Material for the task Start Marker

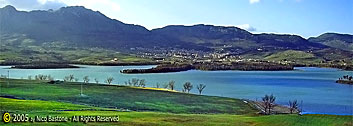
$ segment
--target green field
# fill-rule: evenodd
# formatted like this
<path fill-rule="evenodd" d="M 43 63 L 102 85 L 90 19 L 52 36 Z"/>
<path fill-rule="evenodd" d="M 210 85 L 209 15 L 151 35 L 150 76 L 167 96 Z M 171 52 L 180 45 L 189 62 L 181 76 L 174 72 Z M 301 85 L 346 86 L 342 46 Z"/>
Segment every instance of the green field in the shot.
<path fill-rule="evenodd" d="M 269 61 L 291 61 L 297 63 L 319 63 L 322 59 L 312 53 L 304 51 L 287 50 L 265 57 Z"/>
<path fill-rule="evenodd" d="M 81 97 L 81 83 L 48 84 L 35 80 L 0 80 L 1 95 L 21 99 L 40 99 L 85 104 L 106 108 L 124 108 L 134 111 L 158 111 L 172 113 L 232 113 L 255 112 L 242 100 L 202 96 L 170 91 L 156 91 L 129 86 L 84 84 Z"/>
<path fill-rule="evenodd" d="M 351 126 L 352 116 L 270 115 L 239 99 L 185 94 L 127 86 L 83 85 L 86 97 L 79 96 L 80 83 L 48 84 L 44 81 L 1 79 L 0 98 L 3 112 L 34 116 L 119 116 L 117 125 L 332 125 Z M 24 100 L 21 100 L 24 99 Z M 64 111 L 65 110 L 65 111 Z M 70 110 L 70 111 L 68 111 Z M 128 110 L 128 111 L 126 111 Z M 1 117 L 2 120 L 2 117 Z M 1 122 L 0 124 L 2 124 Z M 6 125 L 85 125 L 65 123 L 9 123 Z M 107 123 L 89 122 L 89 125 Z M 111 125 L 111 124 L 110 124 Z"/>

Material for the task End Marker
Material for the task Start Marker

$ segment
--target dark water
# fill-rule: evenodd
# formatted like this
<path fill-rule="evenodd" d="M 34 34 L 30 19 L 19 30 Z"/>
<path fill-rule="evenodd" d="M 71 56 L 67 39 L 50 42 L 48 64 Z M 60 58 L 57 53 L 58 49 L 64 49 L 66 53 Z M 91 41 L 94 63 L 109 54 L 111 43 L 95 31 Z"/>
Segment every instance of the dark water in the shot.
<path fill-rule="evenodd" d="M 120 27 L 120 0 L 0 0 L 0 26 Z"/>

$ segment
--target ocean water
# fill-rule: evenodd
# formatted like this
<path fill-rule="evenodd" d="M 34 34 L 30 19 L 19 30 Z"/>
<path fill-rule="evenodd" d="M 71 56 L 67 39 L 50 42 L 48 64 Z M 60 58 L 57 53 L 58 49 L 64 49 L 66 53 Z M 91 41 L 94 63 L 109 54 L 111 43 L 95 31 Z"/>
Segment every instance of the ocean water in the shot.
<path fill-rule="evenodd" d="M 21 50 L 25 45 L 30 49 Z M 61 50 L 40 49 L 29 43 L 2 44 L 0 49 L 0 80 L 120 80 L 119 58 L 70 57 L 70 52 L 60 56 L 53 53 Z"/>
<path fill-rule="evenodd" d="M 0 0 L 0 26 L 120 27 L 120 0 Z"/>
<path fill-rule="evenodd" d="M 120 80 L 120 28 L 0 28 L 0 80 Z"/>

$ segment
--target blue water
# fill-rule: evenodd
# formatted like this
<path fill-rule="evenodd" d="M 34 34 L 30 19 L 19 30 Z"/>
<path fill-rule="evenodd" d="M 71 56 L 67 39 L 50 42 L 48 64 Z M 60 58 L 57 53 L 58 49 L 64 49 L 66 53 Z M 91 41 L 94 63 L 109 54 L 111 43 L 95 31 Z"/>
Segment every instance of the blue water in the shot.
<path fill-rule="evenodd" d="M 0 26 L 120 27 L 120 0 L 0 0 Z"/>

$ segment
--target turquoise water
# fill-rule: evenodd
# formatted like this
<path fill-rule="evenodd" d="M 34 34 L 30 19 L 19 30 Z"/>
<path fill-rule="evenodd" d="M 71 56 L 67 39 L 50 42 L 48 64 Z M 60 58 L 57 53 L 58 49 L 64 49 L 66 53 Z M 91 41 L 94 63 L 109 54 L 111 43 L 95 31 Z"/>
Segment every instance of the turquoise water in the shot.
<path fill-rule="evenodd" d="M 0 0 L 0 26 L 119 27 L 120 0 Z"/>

Material for the task End Marker

**What is needed:** Which lines in the material above include the string "target"? Pull them out.

**Finished task:**
--target green field
--target dark water
--target ocean water
--target blue water
--target turquoise water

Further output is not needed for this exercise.